What is required:
How many lines in the entries below contain the string "cloud"? Reply with the number alone.

Dataset entries:
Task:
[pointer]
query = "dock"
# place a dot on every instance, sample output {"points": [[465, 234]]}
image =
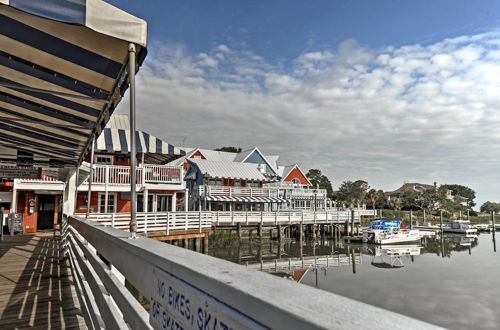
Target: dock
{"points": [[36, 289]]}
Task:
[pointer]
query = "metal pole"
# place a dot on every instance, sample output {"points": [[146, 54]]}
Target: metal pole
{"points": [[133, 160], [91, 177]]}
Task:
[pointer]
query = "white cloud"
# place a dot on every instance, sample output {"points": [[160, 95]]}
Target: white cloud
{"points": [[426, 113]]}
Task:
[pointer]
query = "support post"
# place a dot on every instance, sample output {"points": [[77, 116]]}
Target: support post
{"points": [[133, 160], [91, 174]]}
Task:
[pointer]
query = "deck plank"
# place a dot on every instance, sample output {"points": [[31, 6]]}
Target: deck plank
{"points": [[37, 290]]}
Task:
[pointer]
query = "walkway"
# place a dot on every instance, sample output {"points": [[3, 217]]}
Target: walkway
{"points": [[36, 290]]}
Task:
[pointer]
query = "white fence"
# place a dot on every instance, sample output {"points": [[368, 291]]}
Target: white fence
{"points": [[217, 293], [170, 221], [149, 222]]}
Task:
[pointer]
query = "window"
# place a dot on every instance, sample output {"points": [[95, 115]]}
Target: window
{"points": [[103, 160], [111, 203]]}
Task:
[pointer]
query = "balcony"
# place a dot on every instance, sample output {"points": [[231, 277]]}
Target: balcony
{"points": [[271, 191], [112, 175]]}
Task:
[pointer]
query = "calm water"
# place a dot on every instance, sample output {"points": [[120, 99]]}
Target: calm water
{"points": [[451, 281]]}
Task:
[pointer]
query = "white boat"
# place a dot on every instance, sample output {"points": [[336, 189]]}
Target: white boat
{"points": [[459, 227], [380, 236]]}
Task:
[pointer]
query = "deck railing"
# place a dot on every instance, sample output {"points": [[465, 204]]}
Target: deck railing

Expected answer:
2